Start of Dataset entries

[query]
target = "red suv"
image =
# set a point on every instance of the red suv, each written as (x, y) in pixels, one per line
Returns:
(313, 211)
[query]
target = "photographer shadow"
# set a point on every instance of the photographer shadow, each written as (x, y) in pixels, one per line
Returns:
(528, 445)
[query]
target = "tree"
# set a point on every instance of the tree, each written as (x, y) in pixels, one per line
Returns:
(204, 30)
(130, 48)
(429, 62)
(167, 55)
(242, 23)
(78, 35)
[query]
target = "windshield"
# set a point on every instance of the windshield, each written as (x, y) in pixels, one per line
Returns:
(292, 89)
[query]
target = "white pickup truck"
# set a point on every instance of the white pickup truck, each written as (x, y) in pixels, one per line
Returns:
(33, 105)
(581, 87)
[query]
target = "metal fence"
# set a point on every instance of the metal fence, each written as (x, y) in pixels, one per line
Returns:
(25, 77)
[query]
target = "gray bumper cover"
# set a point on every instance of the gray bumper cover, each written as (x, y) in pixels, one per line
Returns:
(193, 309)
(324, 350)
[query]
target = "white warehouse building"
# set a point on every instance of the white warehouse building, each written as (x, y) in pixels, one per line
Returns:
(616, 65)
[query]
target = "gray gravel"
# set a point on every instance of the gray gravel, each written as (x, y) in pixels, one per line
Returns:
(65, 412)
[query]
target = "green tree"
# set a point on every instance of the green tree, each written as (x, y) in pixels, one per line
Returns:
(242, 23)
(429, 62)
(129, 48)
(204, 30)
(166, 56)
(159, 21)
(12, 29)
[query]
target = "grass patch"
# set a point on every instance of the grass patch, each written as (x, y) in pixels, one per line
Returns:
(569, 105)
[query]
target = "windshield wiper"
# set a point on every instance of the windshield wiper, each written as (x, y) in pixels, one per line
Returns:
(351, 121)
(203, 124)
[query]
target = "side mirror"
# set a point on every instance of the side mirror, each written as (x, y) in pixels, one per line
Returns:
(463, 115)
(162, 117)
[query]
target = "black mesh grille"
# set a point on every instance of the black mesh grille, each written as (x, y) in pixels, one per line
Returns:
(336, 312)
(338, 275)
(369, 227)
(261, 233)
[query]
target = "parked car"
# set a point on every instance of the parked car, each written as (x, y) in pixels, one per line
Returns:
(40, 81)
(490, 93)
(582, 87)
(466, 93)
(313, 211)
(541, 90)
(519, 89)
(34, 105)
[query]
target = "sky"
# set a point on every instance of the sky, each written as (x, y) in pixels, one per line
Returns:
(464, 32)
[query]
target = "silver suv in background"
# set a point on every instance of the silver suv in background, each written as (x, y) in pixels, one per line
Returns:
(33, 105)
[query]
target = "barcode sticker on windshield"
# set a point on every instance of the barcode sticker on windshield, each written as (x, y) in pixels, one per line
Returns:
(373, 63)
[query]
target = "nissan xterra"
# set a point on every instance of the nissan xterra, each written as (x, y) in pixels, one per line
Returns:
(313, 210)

End of Dataset entries

## Problem
Identify each line of the material where the word "warehouse" shows up, and copy it.

## Reply
target = "white warehouse building"
# set a point on every instance of the white warehouse building, each written as (x, y) in pixels, one per line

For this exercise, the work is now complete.